• **Task goal**:
Return the records below verbatim, starting at the line containing "reads [[708, 199]]." and continuing through the line containing "[[188, 161], [814, 142]]", with both of those lines included.

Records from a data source
========================================================================
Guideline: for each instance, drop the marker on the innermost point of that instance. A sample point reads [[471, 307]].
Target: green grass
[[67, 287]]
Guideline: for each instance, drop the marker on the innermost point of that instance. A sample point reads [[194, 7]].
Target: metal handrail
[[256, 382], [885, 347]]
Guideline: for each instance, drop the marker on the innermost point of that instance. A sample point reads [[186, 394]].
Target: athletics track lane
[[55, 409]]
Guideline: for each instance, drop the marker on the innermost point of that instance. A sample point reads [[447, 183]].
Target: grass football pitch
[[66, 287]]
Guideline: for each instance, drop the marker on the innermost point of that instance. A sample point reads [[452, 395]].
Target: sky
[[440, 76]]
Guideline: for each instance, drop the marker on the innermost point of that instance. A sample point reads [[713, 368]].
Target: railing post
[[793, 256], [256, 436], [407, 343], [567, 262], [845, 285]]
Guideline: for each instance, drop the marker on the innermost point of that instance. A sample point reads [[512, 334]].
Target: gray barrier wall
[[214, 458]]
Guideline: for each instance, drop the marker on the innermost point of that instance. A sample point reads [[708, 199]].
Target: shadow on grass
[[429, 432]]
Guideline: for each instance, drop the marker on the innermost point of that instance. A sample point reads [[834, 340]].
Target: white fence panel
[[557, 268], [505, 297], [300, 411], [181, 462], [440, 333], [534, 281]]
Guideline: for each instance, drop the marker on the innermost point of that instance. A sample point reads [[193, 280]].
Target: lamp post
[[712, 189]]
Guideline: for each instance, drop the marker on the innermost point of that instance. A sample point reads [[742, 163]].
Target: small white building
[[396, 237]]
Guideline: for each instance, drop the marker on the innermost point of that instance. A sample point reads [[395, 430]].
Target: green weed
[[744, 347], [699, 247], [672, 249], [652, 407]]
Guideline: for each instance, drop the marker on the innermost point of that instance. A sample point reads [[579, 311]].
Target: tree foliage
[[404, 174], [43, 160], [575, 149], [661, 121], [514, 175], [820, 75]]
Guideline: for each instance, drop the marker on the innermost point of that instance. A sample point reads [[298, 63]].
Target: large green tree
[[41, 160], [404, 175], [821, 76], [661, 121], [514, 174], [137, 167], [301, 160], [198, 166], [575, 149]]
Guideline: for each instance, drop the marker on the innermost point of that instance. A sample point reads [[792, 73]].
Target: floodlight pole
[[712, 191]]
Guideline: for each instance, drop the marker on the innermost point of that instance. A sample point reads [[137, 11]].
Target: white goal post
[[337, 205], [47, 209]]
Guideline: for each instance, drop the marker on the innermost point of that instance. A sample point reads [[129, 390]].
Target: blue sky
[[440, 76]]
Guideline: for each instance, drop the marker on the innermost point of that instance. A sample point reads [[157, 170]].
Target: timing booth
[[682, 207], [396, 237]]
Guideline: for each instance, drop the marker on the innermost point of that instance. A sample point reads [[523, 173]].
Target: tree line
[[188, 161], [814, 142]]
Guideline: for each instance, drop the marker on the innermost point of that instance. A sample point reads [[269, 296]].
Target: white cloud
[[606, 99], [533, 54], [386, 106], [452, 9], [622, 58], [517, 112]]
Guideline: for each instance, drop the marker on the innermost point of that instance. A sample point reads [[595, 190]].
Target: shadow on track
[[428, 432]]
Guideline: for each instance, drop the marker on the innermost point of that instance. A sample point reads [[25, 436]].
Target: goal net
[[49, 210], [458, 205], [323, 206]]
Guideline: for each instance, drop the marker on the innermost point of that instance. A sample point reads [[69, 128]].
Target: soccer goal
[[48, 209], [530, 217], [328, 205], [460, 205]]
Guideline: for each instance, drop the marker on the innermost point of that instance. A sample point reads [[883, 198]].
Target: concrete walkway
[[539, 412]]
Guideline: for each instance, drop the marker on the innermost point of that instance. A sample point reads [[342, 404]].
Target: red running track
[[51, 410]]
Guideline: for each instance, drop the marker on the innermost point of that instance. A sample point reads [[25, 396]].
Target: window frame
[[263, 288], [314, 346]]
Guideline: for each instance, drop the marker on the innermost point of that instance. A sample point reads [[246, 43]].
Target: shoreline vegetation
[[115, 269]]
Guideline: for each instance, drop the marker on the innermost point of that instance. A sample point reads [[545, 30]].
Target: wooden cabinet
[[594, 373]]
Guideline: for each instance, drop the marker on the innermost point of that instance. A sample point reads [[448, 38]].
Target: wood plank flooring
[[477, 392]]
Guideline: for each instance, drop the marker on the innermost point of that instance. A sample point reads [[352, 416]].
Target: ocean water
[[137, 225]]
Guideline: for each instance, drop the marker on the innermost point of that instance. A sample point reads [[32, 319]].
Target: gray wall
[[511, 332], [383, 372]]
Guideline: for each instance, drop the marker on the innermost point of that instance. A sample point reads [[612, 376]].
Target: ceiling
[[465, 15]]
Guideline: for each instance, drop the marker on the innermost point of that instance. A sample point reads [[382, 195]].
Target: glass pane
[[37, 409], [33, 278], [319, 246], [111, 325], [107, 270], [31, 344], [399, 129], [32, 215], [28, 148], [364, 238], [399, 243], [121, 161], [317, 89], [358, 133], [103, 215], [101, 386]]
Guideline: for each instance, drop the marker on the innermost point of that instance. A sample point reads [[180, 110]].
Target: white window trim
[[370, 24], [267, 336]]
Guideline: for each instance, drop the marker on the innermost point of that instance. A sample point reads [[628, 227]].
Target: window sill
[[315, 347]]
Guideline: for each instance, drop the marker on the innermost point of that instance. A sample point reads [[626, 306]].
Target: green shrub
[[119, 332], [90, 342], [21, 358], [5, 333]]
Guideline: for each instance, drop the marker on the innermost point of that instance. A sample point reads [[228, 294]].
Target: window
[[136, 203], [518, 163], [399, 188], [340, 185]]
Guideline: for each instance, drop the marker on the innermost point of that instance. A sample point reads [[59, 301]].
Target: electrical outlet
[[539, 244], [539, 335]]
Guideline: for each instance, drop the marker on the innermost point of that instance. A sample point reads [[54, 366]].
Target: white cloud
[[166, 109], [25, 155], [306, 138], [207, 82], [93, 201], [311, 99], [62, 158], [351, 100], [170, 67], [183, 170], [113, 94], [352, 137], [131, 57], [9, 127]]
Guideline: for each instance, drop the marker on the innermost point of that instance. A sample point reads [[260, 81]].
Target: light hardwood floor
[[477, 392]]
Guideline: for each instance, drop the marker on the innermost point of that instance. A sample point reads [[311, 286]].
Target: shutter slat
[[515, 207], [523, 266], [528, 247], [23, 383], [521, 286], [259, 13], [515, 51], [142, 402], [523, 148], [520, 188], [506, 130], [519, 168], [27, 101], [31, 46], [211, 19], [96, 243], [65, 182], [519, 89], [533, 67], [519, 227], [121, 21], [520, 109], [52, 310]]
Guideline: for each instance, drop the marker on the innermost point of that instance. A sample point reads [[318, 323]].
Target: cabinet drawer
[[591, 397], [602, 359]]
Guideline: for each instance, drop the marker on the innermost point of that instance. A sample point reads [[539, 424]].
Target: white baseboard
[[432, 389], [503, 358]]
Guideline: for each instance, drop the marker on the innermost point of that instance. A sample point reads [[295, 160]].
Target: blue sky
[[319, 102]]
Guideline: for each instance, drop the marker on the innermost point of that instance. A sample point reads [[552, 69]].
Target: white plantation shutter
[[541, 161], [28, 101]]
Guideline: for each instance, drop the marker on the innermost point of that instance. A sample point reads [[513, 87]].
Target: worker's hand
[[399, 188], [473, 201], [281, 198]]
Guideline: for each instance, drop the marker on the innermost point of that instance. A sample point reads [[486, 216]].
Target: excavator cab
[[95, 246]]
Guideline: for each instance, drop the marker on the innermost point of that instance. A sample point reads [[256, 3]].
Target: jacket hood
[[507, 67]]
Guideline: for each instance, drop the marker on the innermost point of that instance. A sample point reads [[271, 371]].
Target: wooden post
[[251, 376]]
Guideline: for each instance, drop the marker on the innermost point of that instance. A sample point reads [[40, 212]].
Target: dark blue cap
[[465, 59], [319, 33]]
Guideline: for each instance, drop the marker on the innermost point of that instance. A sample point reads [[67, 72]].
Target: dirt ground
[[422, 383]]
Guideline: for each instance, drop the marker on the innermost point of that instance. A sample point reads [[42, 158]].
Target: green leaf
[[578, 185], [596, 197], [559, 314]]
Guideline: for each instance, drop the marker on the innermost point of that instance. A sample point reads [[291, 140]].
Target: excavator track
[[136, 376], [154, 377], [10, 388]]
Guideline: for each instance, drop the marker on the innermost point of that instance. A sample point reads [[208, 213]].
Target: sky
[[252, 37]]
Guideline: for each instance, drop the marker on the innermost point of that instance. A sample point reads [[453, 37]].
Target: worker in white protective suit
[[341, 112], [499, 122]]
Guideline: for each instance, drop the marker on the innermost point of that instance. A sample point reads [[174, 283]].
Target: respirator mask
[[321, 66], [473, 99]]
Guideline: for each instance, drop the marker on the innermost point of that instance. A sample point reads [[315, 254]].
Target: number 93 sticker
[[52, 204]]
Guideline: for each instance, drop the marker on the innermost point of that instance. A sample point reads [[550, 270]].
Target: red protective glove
========================================================================
• **Written solution**:
Guideline: for each instance, drop the marker on the innermost point of that instance. A sample point reads [[708, 199]].
Target: shadow on grass
[[429, 432]]
Guideline: for each instance, drop the marker on the innermost point of that instance. A sample point reads [[834, 340]].
Target: white fence panel
[[557, 268], [505, 297], [300, 411], [181, 462], [440, 333], [534, 281]]
Guideline: for each instance, drop the marker on the innermost point of that instance. A sample point reads [[193, 280]].
Target: lamp post
[[712, 189]]
Guideline: for each instance, drop the marker on the innermost point of that instance. A sample point reads [[742, 163]].
Target: small white building
[[396, 237]]
Guideline: for each instance, drop the marker on the innermost point of that instance. A sample point reads [[395, 430]].
Target: green weed
[[744, 347], [699, 247], [672, 249], [652, 407]]
Guideline: for each instance, drop the marker on the innermost point of that instance. A sample point reads [[579, 311]].
Target: tree foliage
[[404, 174], [43, 160], [575, 149], [661, 121], [514, 175], [820, 75]]
Guideline: for each instance, drop the marker on the innermost point of that instance. A sample point reads [[298, 63]].
Target: large green tree
[[41, 160], [404, 175], [821, 76], [661, 121], [514, 174], [137, 167], [301, 160], [198, 166], [575, 149]]
Guideline: for each instance, drop the marker on the innermost point of that instance. A sample point reads [[792, 73]].
Target: floodlight pole
[[712, 191]]
Guideline: for each instance, drop the marker on the innermost point of that instance. A sample point reads [[137, 11]].
Target: white goal post
[[337, 205], [47, 209]]
Guideline: for each instance, drop the marker on the innermost point of that instance. A sample point reads [[129, 390]].
Target: blue sky
[[440, 76]]
Guideline: for each instance, drop the marker on the innermost point of that instance. A sample point reads [[157, 170]].
Target: timing booth
[[682, 207], [396, 237]]
Guideline: for each instance, drop the marker on the innermost point of that instance. A sample point reads [[523, 173]].
Target: tree line
[[188, 161], [814, 142]]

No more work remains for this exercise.